- Born: Ejisu Abankro, Ghana
- Died: 29 January 2024 Tantra Hills
- Education: Kwame Nkrumah University of Science and Technology
- Occupation: Herbalist
- Medical career
- Field: Herbal medicine
- Institutions: Grace Gift Herbal Hospital and Laboratory Services

= Grace Boadu =

Ghanaian herbal medicine practitioner (died 2024)

Grace Boadu Kumanin (died 29 January 2024) was a Ghanaian herbal medicine practitioner, the founder and CEO of Grace Gift Herbal Hospital and Laboratory Services. She was a member of the World Diplomatic Federation and also the Herbal Health Evangelion Ambassador.

== Early life and education ==
Boadu hailed from Ejisu Abankro in the Ashanti Region of Ghana. She attended Kwame Nkrumah University of Science and Technology where she studied nursing. She also attended St. Gilbert Nursing College in Kumasi in the Ashanti Region of Ghana. In 2019, she received a doctorate award from City University in Cambodia.

== Career ==
Boadu began her career as a nurse before she became a herbal medicine practitioner. She worked at the County Hospital in Kumasi. Mary Lucy Hospital in Accra; Kropo Charity Hospital, and Ebenezer Maternity Home in Kumasi.

+ + + + + + +

Tasks for this exercise:
1. In the Grace Boadu biography, which university awarded her a doctorate in 2019?
2. Resume the Grace Boadu biography from its last sentence.

+ + + + + + +

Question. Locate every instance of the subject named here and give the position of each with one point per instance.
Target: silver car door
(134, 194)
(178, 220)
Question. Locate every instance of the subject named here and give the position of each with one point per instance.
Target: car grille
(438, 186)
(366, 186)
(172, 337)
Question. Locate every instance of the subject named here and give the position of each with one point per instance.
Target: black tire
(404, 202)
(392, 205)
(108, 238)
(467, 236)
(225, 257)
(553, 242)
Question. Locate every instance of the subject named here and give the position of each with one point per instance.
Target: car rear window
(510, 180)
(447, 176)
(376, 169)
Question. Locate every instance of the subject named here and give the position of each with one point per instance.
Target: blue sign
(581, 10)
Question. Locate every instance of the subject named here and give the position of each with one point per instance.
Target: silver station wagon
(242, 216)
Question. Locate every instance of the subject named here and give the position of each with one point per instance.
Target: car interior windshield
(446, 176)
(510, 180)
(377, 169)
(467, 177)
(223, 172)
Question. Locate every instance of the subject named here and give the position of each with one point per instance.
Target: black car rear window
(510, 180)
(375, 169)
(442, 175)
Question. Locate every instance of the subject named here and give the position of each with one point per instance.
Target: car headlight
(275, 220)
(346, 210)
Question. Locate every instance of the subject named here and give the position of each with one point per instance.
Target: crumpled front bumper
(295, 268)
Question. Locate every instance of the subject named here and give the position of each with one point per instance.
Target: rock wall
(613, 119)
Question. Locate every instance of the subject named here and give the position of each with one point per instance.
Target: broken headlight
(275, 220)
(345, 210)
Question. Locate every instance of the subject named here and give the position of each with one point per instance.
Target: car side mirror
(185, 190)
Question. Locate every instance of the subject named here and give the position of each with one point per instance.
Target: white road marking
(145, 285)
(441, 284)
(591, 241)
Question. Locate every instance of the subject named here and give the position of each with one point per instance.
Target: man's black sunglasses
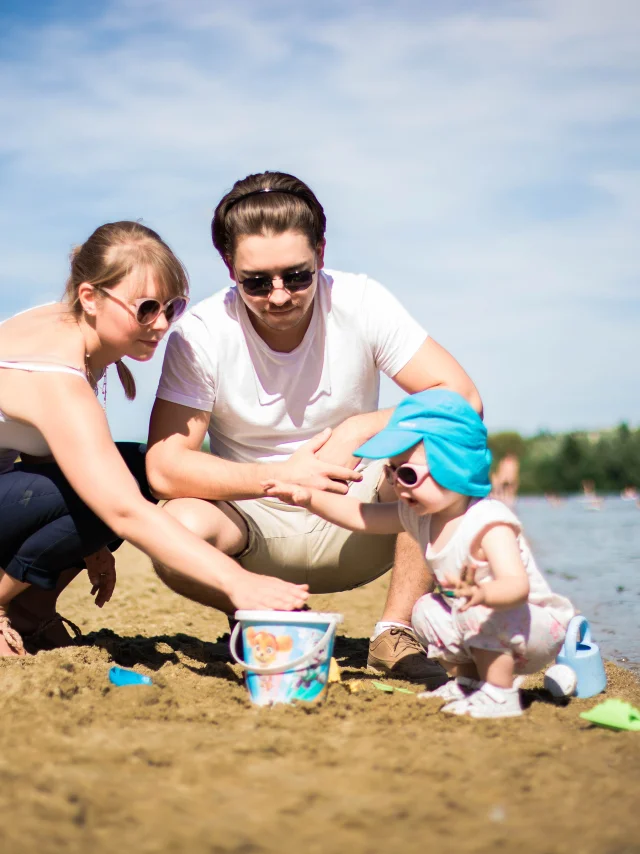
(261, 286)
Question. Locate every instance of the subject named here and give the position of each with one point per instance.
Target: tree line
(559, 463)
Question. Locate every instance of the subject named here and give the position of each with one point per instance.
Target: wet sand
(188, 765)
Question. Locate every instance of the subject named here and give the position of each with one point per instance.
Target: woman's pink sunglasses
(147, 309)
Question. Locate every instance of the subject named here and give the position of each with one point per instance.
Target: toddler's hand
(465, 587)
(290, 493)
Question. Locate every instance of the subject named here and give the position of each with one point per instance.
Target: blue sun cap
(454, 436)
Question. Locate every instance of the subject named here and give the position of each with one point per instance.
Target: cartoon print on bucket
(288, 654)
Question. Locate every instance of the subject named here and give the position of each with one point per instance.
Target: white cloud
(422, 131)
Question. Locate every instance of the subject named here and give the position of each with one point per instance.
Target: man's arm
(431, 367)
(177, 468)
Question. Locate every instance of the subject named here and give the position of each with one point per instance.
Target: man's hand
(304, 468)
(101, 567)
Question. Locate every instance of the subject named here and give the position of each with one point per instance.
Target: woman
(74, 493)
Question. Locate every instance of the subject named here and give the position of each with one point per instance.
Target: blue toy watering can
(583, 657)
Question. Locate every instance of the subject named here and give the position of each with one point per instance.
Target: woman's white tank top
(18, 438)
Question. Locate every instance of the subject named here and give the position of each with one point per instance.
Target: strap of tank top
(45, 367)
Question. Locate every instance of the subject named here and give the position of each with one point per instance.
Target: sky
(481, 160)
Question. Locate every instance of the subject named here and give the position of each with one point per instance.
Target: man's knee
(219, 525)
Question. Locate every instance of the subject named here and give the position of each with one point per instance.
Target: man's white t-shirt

+ + + + + + +

Answers given:
1. City University in Cambodia.

2.
== Philanthropy ==
In November 2023, she donated GHC10,000 towards the renovation of the Komfo Anokye Teaching Hospital.

== Personal life ==
Boadu had an uncle called Akwasi Addae. She was not married and had no children. She also had a brother called Emmanuel Boadu.

=== Death and burial ===
Boadu died on 29 January 2024 after it was alleged she slipped in her bathroom and hit her head on the ground. She died at her residence at Tantra Hills in Accra. She was buried on 9 March 2024 at Ejisu Abankro in the Ashanti Region of Ghana.

== Awards and honours ==
In March 2023, her clinic was honoured with the ‘Best Outstanding Herbal Centre of the Year’ during the 6th West African Traditional and Alternative Medical Awards which were held in Accra.

In December 2023, Keche honoured Boadu after a member of the musical group had medical treatment from her facility.